The seven Brown children – Simon, Tora, Eric, Lily, Christianna, Sebastian and Baby Aggy – may well be the naughtiest children in the history of the world. Their beleaguered father, Mr. Brown, has his hands full taking care of his troublesome offspring by working long days at the local funeral parlour. The children’s mother died only a year ago but Mr Brown’s imperious Aunt Adelaide, who supplements his inadequate wages, has threatened to cut off her allowance to the family unless Mr. Brown remarries within a month. Debtor’s prison awaits him if he doesn’t comply, and the fate of the children would be unimaginable.

Mr Brown decides not to tell the children but they find out and assume he doesn’t care enough about them to tell them they’re about to have a new stepmother. As a result, their behaviour worsens, and their acts of outrageous mischief send yet another nanny screaming from the house. Simon, the oldest boy and the leader of the pack, keeps a chart showing the amount of time it’s taken to drive away each of their 17 nannies along with the act of mischief that did the trick

Mr. Brown keeps hearing that the nanny he needs is someone named Nanny McPhee, but he has no idea who she is or how to find her. “There will be snow in August before this family is straightened out,” grouses their weary cook, Mrs. Blatherwick, to their scullery maid, Evangeline, who adores the children in spite of their behaviour. What the Brown family needs is a miracle. What they get is Nanny McPhee.

One night, as the children are wreaking havoc in Mrs. Blatherwick’s definitely-off-limits kitchen, there appears at the front door the legendary Nanny McPhee – a stern and comically ugly little woman whose features include a bulbous nose, a single repulsive eyebrow, a pair of hairy warts, and a particularly unsightly snaggle tooth. Mr. Brown has doubts about this person he supposedly needs, but finds himself unable to give satisfactory answers to her questions about his children. “Do they say ‘please’ and ‘thankyou’?” she asks. “In what context?” is his weak reply. Nanny McPhee makes her assessment – “Your children need me” – and finds her way to the kitchen where she encounters for the first time the dreadful behaviour of the Brown children. The children are somewhat put off by this creature with the alarming appearance, but they pretend not to see or hear her and defiantly resolve “to play in the kitchen all night long.”

**TO-DO ITEM A**. Echo the rows from the line containing "An <instance> may" down through the line containing "box: [160, 68, 283, 188]", with both of those lines included.
The passage about Nanny McPhee bears no relation to the rows.

(Dataset entries)
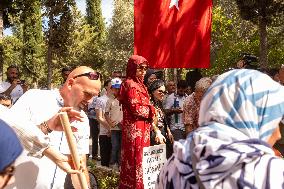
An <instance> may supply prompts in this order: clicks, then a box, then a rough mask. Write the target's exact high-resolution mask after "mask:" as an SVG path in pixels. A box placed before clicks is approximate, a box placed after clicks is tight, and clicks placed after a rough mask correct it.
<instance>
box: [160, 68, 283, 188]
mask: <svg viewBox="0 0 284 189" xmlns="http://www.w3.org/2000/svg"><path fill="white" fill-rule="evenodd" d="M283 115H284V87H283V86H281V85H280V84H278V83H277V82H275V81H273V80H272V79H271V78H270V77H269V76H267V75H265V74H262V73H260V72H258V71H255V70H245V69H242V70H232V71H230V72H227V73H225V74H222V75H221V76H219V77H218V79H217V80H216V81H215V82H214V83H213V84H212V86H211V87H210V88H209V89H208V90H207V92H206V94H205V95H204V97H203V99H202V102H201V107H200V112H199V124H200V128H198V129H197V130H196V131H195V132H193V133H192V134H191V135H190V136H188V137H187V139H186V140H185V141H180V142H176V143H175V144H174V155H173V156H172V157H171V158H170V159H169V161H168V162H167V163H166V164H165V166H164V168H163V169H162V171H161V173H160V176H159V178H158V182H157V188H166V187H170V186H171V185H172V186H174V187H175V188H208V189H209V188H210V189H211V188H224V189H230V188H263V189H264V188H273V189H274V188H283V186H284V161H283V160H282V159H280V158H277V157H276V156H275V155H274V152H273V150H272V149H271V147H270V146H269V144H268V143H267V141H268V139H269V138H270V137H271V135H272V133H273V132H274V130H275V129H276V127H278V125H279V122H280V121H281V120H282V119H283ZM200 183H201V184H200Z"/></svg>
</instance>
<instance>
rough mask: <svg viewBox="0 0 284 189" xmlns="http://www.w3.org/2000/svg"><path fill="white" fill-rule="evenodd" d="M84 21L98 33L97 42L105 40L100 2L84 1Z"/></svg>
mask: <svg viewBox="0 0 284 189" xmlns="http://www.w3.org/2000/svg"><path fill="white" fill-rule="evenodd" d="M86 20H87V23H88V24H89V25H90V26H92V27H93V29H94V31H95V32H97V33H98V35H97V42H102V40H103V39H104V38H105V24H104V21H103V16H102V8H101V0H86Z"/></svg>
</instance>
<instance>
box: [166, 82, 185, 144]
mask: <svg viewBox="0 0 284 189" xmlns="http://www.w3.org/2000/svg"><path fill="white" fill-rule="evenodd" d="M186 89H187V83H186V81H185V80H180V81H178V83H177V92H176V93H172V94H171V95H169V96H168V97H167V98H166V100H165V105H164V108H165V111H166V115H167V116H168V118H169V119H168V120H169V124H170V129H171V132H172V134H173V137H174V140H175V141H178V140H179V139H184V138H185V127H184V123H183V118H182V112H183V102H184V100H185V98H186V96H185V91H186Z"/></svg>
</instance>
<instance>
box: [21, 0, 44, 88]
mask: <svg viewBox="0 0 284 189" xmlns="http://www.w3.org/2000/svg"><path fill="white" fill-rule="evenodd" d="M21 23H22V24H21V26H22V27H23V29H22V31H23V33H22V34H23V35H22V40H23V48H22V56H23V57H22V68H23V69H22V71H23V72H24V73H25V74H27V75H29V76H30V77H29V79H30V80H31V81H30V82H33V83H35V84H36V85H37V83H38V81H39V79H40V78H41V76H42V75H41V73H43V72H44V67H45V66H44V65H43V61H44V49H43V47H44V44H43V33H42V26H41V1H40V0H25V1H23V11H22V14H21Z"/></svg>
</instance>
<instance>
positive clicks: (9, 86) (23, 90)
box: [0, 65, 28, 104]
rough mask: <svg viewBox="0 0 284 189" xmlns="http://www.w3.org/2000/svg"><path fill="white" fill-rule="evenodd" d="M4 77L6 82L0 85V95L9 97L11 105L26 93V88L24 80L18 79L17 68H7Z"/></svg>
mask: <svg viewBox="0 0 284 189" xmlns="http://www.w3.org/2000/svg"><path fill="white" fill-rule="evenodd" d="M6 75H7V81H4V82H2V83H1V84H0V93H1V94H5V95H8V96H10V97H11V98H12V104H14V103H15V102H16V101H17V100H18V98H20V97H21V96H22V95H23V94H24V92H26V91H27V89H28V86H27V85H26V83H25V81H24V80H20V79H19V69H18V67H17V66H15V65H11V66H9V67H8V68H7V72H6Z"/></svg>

--

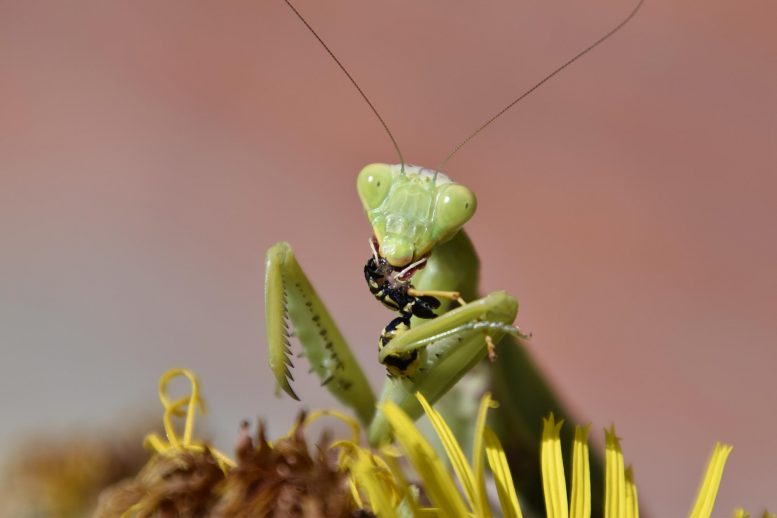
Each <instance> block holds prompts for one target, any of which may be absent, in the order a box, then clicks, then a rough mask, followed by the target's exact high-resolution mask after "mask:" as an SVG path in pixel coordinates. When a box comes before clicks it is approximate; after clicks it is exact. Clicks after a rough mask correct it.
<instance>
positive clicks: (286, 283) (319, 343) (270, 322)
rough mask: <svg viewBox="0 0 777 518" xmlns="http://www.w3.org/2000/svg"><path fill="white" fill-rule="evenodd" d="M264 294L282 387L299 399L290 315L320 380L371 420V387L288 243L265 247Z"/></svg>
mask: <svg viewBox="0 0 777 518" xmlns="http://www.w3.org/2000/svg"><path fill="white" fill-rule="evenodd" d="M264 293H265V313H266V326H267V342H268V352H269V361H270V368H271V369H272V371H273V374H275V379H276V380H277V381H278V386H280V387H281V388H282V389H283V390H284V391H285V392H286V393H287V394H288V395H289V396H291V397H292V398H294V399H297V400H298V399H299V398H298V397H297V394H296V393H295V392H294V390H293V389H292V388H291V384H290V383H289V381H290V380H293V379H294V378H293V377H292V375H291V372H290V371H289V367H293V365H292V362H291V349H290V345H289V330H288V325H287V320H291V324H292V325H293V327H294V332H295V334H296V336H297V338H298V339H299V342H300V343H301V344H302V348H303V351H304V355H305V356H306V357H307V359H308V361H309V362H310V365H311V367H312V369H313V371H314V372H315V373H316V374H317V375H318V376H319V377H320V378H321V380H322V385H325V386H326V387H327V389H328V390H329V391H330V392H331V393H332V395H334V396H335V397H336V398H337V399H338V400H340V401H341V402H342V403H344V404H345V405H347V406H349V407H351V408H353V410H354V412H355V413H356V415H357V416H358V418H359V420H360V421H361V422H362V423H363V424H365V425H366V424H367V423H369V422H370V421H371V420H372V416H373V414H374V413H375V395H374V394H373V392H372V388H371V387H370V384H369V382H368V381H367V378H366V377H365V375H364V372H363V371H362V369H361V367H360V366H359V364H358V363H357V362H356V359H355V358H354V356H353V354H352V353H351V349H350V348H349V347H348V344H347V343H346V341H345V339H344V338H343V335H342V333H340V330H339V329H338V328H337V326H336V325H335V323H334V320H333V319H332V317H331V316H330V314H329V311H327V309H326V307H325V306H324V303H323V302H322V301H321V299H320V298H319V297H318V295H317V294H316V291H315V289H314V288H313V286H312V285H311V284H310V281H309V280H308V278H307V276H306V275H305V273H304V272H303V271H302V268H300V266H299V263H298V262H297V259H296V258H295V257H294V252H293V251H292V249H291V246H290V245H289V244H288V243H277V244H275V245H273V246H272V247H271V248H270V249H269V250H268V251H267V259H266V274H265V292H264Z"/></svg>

**TO-DO ITEM B**. Duplicate the passage about Nanny McPhee in full, word for word.

**RESPONSE A**.
An <instance> may supply prompts in this order: clicks, then a box, then a rough mask. Write the target's exact high-resolution mask after "mask:" as an SVG path in pixels. A box placed before clicks is approximate, a box placed after clicks is tight, and clicks placed after a rough mask correct it.
<instance>
box: [160, 68, 283, 188]

**RESPONSE B**.
The seven Brown children – Simon, Tora, Eric, Lily, Christianna, Sebastian and Baby Aggy – may well be the naughtiest children in the history of the world. Their beleaguered father, Mr. Brown, has his hands full taking care of his troublesome offspring by working long days at the local funeral parlour. The children’s mother died only a year ago but Mr Brown’s imperious Aunt Adelaide, who supplements his inadequate wages, has threatened to cut off her allowance to the family unless Mr. Brown remarries within a month. Debtor’s prison awaits him if he doesn’t comply, and the fate of the children would be unimaginable.

Mr Brown decides not to tell the children but they find out and assume he doesn’t care enough about them to tell them they’re about to have a new stepmother. As a result, their behaviour worsens, and their acts of outrageous mischief send yet another nanny screaming from the house. Simon, the oldest boy and the leader of the pack, keeps a chart showing the amount of time it’s taken to drive away each of their 17 nannies along with the act of mischief that did the trick

Mr. Brown keeps hearing that the nanny he needs is someone named Nanny McPhee, but he has no idea who she is or how to find her. “There will be snow in August before this family is straightened out,” grouses their weary cook, Mrs. Blatherwick, to their scullery maid, Evangeline, who adores the children in spite of their behaviour. What the Brown family needs is a miracle. What they get is Nanny McPhee.

One night, as the children are wreaking havoc in Mrs. Blatherwick’s definitely-off-limits kitchen, there appears at the front door the legendary Nanny McPhee – a stern and comically ugly little woman whose features include a bulbous nose, a single repulsive eyebrow, a pair of hairy warts, and a particularly unsightly snaggle tooth. Mr. Brown has doubts about this person he supposedly needs, but finds himself unable to give satisfactory answers to her questions about his children. “Do they say ‘please’ and ‘thankyou’?” she asks. “In what context?” is his weak reply. Nanny McPhee makes her assessment – “Your children need me” – and finds her way to the kitchen where she encounters for the first time the dreadful behaviour of the Brown children. The children are somewhat put off by this creature with the alarming appearance, but they pretend not to see or hear her and defiantly resolve “to play in the kitchen all night long.”